GIVEN TASK —
Keep only the lines of the rows below that contain the word "with", copying each one unchanged and in its original order.

ITEMS —
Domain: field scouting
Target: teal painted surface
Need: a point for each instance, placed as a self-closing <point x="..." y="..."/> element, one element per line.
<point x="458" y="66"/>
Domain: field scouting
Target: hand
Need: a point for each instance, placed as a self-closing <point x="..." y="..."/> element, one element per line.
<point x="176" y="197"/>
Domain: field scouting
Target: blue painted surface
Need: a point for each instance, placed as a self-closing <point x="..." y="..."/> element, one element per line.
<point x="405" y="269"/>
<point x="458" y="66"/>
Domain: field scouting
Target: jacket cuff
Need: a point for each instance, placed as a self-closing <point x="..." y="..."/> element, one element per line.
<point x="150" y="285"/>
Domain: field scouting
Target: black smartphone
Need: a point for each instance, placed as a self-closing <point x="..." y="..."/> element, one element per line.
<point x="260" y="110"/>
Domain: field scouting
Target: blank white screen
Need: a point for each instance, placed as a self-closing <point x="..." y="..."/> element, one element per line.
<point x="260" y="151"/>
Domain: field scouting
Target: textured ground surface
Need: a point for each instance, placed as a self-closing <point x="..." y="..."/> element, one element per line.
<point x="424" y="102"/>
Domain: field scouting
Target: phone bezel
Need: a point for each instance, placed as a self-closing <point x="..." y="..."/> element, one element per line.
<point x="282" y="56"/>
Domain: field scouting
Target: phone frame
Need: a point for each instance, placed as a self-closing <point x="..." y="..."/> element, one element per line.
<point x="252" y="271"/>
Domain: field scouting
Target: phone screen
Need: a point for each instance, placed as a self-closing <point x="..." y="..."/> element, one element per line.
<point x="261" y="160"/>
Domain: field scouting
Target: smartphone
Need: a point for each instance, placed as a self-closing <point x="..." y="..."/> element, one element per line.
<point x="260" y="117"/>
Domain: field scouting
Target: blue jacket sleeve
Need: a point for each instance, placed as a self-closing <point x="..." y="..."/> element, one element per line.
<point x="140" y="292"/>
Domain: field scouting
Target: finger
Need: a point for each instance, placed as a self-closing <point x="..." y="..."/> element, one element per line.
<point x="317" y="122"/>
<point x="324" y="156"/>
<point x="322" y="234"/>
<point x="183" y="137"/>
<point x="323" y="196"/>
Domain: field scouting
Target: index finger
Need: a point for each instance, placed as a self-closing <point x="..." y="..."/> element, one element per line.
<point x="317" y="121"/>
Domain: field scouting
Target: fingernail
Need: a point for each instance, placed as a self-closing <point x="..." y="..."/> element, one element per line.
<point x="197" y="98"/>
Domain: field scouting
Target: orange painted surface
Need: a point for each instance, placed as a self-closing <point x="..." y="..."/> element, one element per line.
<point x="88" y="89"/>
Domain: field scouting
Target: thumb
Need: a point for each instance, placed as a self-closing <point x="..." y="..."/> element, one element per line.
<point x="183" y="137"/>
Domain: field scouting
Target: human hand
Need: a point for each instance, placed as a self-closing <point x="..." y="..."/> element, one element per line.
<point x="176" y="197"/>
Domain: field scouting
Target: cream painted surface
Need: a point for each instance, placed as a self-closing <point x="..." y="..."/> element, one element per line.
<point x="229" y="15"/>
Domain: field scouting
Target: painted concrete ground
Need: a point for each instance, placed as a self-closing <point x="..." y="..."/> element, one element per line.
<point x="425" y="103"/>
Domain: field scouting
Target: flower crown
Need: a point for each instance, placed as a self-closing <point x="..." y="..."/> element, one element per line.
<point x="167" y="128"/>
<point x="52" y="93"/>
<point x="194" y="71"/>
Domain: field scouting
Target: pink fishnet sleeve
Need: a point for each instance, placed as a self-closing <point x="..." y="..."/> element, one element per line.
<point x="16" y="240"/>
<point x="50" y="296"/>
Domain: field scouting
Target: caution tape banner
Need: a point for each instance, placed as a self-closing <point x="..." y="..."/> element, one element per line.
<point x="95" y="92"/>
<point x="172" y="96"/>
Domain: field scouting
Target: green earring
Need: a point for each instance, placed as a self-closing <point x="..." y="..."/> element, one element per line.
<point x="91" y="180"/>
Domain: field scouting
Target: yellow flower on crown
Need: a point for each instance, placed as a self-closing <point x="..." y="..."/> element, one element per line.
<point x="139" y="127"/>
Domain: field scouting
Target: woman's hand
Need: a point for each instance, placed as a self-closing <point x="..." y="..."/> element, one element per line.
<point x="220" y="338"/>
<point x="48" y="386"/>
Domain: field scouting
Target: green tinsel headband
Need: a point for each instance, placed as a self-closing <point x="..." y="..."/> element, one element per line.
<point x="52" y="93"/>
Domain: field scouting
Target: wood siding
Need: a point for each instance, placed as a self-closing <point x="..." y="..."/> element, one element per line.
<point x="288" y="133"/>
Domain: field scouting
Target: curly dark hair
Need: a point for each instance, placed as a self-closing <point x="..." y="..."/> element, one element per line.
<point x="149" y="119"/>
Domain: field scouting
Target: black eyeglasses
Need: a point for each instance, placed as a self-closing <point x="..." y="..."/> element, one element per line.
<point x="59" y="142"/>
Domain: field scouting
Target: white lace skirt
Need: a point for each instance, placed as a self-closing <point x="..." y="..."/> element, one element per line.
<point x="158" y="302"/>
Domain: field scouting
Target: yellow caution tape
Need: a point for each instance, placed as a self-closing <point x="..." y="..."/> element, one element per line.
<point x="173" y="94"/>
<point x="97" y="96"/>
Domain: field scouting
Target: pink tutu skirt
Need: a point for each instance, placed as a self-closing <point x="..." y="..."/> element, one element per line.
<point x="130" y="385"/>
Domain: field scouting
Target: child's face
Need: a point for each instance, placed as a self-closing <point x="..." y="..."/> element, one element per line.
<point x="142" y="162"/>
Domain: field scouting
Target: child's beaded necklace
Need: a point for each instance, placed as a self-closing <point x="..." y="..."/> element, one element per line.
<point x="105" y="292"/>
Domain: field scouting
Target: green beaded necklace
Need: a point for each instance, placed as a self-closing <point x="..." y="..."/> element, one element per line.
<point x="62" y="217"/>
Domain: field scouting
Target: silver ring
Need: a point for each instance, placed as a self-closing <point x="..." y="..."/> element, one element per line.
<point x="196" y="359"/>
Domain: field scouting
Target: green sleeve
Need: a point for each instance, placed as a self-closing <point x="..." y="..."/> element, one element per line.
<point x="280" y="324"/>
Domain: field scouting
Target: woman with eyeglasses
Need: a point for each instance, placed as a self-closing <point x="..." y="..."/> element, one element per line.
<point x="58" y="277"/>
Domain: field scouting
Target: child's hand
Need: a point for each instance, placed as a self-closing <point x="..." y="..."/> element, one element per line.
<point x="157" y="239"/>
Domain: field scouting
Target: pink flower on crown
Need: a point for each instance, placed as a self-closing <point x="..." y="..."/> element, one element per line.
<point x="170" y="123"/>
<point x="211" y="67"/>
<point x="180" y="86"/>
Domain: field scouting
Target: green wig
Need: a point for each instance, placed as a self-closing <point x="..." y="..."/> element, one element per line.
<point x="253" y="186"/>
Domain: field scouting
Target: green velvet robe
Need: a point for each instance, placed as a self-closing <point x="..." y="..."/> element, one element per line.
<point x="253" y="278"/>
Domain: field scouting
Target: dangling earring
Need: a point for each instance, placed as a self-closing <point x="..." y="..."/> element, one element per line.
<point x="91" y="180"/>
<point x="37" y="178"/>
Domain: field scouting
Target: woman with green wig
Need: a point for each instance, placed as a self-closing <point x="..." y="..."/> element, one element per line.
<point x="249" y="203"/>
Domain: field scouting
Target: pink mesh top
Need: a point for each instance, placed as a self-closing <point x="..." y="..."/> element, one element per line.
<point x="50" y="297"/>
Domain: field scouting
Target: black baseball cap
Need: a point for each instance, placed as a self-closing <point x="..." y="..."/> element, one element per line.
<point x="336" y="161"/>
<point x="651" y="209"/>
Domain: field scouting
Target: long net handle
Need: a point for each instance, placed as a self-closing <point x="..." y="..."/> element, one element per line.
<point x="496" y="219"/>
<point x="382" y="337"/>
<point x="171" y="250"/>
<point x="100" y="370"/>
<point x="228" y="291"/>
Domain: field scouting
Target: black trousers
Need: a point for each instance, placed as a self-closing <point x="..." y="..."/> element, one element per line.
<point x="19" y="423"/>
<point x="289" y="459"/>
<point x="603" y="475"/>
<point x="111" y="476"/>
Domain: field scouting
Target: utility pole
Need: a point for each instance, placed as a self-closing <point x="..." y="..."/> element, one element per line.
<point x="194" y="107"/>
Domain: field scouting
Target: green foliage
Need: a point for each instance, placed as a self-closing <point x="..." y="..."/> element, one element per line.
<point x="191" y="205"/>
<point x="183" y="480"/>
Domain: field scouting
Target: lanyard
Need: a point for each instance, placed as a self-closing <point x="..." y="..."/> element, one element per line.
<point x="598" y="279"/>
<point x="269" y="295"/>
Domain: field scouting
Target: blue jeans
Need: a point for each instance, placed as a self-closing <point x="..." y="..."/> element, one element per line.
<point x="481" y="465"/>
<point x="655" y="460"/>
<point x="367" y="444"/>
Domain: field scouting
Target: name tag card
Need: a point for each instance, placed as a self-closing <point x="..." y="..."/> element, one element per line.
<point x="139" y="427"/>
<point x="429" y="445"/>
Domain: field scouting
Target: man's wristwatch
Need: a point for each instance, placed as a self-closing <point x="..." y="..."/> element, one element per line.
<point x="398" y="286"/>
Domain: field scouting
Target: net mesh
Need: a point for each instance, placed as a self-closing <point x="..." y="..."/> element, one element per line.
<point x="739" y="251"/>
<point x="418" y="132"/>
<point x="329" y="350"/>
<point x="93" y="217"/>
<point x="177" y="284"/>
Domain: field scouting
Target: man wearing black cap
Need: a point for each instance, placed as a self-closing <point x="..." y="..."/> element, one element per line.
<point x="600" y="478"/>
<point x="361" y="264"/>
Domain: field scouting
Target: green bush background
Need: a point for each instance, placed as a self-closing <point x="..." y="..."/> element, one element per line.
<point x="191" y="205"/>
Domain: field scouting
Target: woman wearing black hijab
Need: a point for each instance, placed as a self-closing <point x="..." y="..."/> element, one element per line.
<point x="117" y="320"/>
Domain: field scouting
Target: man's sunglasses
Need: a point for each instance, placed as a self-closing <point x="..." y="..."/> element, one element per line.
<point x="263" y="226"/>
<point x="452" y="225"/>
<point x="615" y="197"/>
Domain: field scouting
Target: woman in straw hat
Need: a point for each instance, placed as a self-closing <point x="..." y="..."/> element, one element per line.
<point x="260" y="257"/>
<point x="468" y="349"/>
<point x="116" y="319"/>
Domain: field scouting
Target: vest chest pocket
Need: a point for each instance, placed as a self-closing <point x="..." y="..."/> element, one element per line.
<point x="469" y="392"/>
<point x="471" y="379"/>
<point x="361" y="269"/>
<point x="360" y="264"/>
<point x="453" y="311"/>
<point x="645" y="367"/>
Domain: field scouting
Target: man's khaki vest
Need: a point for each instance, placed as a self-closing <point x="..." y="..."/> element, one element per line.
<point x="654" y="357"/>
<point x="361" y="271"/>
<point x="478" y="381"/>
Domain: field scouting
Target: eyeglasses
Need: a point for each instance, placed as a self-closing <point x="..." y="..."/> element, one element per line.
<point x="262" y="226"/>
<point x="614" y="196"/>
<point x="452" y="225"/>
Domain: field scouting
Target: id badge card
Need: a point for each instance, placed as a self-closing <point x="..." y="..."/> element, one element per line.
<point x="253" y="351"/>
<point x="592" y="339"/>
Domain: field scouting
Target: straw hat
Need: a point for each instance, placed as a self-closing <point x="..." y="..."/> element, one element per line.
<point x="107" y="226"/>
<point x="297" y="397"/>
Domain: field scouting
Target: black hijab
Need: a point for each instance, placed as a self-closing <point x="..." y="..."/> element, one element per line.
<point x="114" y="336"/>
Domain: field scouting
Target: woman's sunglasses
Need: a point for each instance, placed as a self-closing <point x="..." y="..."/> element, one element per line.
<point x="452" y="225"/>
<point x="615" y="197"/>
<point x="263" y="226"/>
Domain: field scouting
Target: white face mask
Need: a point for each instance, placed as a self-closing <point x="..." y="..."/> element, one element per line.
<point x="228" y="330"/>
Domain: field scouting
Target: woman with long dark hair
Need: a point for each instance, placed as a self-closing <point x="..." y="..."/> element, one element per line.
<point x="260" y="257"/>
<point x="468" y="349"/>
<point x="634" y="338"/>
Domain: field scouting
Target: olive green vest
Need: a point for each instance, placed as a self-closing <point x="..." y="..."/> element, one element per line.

WRITTEN RESPONSE —
Target: woman with eyeglasses
Target: woman with green wig
Target: woman with long dark hair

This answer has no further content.